**Information:**
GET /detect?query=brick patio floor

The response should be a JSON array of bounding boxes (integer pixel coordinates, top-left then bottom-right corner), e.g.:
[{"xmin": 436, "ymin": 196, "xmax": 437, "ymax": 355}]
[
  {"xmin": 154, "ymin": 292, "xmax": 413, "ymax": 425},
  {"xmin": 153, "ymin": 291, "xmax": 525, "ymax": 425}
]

**To do:**
Make an exact transcription of all the records.

**Task result:**
GET /detect?query=brick patio floor

The response should be a JSON array of bounding boxes (integer pixel coordinates, top-left then bottom-right corner), e.g.:
[{"xmin": 436, "ymin": 196, "xmax": 437, "ymax": 355}]
[
  {"xmin": 154, "ymin": 292, "xmax": 413, "ymax": 425},
  {"xmin": 153, "ymin": 291, "xmax": 525, "ymax": 425}
]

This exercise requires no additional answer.